Your task -
From first line to last, output the records below exactly.

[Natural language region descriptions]
---------------
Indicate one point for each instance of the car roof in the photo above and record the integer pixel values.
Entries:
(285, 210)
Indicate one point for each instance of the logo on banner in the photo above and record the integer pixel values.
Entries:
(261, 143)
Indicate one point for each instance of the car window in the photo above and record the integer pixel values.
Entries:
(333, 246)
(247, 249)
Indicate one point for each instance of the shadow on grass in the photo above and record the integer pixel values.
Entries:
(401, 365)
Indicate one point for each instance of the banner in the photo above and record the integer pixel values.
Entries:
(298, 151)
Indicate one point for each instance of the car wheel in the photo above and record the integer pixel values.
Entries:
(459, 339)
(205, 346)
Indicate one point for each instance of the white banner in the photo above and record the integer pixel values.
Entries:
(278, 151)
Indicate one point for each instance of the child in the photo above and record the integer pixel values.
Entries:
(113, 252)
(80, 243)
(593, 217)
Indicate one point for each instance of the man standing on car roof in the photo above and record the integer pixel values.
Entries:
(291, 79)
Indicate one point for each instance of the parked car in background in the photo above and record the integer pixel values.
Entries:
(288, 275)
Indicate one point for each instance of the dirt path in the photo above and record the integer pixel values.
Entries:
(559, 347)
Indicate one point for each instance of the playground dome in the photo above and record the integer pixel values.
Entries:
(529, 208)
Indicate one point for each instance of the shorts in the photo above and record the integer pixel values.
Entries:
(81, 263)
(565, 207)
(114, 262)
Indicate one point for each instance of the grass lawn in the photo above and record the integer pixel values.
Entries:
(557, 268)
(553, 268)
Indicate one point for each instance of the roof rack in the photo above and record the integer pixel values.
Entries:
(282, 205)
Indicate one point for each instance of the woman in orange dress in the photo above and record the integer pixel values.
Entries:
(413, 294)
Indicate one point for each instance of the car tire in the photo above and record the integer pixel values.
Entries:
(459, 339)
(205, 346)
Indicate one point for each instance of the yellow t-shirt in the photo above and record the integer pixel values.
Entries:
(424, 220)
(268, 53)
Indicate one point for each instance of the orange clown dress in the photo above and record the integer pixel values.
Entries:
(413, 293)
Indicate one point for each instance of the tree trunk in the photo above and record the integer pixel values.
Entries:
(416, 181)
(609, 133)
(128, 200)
---------------
Task answer -
Indicate one point for each instance of the car roof in the photo above and record the integer pixel values.
Entries:
(285, 210)
Indicate one point for each instance of the logo on banner in the photo above and record the integer pixel values.
Entries:
(261, 143)
Indicate one point for each instance of the car window in the photo above and record the integer pixel values.
Entries:
(333, 246)
(247, 249)
Indicate one point for each instance of the shadow on grass in the photo above and record the integer pixel values.
Entries:
(401, 365)
Indicate one point for each instance of the banner in the photo above and record the integer pixel values.
Entries:
(298, 151)
Indicate one point for each instance of the car wheel in the photo above and record the integer pixel values.
Entries:
(459, 339)
(205, 346)
Indicate one point for each instance of the white banner in the photo above and record the integer pixel values.
Entries:
(278, 151)
Indicate one point for each instance of the child in the photo above and record the integer pixel values.
Entries:
(113, 252)
(80, 243)
(593, 217)
Indicate one point for each instance of the man standing on car roof in the photo above and record the integer pixel values.
Entries:
(291, 79)
Indicate one point for each instance of the parked car in background in the photo above and record the integer pixel values.
Entries:
(288, 275)
Indicate one point for each instance of the dirt path in the photo above and record the integer pixel values.
Entries:
(559, 347)
Indicate one point for each instance of the playground dome in the photo above and record the integer pixel values.
Entries:
(529, 208)
Indicate one point for each instance of the shorts in the photo above and record the integer pixel values.
Entries:
(81, 263)
(565, 207)
(114, 262)
Indicate one point for each instance of the grass lawn in the photo above and record the integer pixel values.
Entries:
(557, 268)
(553, 268)
Indicate one point for each instance of the roof rack in the photo above and record the integer pixel values.
Entries:
(282, 205)
Indicate one point for each instance of the woman in orange dress in the photo above and record the integer pixel values.
Entries:
(413, 294)
Indicate one point for each instance of the car tire in the photo above and record the integer pixel values.
Entries:
(459, 339)
(205, 346)
Indicate one point for each instance of the yellow t-shirt in the photo above and record the integer pixel values.
Entries:
(424, 220)
(268, 53)
Indicate one point for each instance of the orange clown dress in the photo above and record the integer pixel values.
Entries:
(413, 293)
Indicate one point for each instance of the tree trunk in the photo above and record the integer pixel values.
Entries:
(416, 181)
(609, 133)
(128, 200)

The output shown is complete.